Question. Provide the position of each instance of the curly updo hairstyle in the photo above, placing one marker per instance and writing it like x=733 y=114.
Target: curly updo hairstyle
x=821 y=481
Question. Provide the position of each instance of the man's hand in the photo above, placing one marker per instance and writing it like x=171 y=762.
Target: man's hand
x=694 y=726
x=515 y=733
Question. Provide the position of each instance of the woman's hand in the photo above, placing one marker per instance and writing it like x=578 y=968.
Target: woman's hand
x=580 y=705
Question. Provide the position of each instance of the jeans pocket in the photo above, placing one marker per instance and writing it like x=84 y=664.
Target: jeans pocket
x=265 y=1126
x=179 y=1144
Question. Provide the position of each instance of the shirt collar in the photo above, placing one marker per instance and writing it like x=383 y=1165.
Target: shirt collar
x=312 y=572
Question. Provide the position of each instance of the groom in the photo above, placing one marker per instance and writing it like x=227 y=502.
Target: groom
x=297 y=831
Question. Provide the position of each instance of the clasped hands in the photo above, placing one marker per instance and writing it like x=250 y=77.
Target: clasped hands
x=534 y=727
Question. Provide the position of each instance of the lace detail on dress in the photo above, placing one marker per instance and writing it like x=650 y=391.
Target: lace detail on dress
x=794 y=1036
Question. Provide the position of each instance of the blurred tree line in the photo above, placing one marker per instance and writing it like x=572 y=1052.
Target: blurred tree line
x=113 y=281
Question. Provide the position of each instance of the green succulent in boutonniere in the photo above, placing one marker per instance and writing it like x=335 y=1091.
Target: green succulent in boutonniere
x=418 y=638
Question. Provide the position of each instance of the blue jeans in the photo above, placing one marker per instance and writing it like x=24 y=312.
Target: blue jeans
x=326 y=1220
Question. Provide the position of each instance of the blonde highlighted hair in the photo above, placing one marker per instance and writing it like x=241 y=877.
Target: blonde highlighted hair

● ● ● ● ● ● ●

TAREA PLANTEADA »
Transcribe sin cambios las líneas del material que van desde la que contiene "Question. Provide the position of each instance of the blonde" hasta el final, ambas incluidas.

RESULTADO FINAL »
Question. Provide the position of each instance of the blonde highlighted hair in the photo above, placing one marker per instance and writing it like x=241 y=877.
Target: blonde highlighted hair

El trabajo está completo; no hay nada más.